### Excerpt provided
= Moses Fletcher =

Leiden Separatist, Mayflower passenger

Mayflower in Plymouth Harbor by William Halsall (1882)

Moses Fletcher (in Pilgrim records written by William Bradford his name is given as Moyses Fletcher; c. 1564 – 1620/1) was a Leiden Separatist who came to America on the historic 1620 voyage of the Pilgrim ship Mayflower. He was a signatory to the Mayflower Compact and perished shortly thereafter in the Pilgrims' first winter in the New World.

== Life in England ==
Moses was born about 1564 in Kent County, England, probably in the Sandwich area. He seems to have lived much of his early life there, having married Mary Evans in 1589 and where all ten of his children were baptized. Per Banks, he was a smith by occupation with the parish register of St. Peter's, Sandwich providing information on his children's baptisms.

Although being a sexton of St. Peter's, Sandwich between 1604 and 1609, Fletcher found himself excommunicated by the church three times since by the early 1600s; he appears to have become involved in the Separatist movement. In 1609 he first found himself having a problem with church authorities when, on April 24 or 25, he was at the burial of a child of Andrew Sharpe which was considered an illegal burial as it was accomplished outside Church of England control. As recorded in church records, Fletcher and others were "calling into question the lawlessness of the king's constitutions in this and other behalfs, affirming these things(s) to be popishly ceremonious and of no other force." The Separatists considered Anglican burial ceremonies "popish" and that they sponsored idola. On June 12, 1609, Moses Fletcher, along with the wife of future fellow Mayflower passenger James Chilton and several other persons were excommunicated from the Anglican church for the supposedly illegal burial.

### List of tasks
a: Summarize the account of Moses Fletcher in two sentences.
b: Using the account of Moses Fletcher, answer each of these on its own line:
(i) In what year did he marry Mary Evans?
(ii) Between which years was he a sexton of St. Peter's, Sandwich?
(iii) Whose child's burial brought him into conflict with church authorities?
c: Carry on the account of Moses Fletcher, picking up after its final sentence.

### Given entries
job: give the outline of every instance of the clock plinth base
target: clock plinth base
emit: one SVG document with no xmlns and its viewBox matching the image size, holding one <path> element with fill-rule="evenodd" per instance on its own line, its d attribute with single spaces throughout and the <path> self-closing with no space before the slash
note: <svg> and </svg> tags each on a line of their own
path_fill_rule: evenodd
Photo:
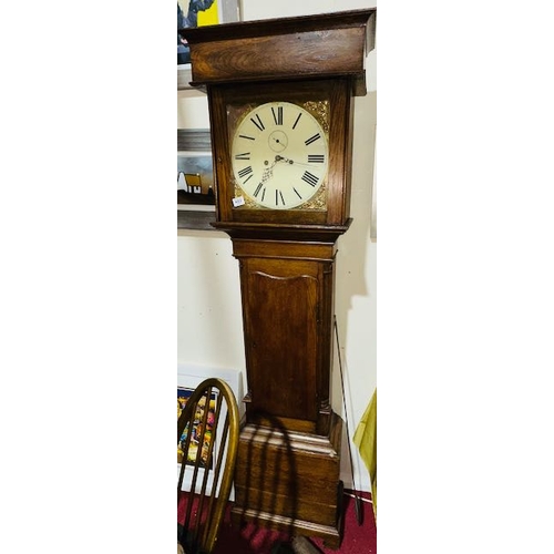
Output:
<svg viewBox="0 0 554 554">
<path fill-rule="evenodd" d="M 252 521 L 290 534 L 342 537 L 340 443 L 342 420 L 332 413 L 329 437 L 246 424 L 235 470 L 235 524 Z"/>
</svg>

### Answers to the problems
a: Moses Fletcher, born about 1564 in Kent County, England, was a Leiden Separatist who sailed on the Mayflower in 1620, signed the Mayflower Compact, and died during the Pilgrims' first winter in the New World. A smith who married Mary Evans in 1589 and whose ten children were baptized in the Sandwich area, he was excommunicated from the Anglican church on June 12, 1609, with several others, over a burial carried out beyond Church of England control.

b:
(i) 1589
(ii) 1604 and 1609
(iii) Andrew Sharpe's

c:
On November 6, 1609, Moses Fletcher was excommunicated again for burying his own daughter Judith, according to church records, was "in the sermon time very disorderly and unseemly." His final excommunication from the church was proclaimed to churchgoers on February 11, 1610.

== Life in Leiden ==
It appears that in or after 1610, Fletcher and his family departed Sandwich with the Chilton family and possibly others, traveling to Leiden in the Dutch Republic where they connected with the Separatist church which had been recently established there.

Fletcher's wife Mary seems to have died either just before or soon after the family moved to Leiden. He remarried in Leiden to Sarah, widow of William Denby on December 21, 1613. The marriage record notes that Fletcher was a blacksmith.

Leiden records for Moses Fletcher and his family show that in 1616 he witnessed the betrothal of Zachariah Barrow to Joan Barrow.
Two years later, in 1618, Fletcher's eldest son John married in Leiden to Josina Sacharias, a Dutch woman. Two other of his children, Priscilla and Elizabeth, are recorded as having married in Leiden later.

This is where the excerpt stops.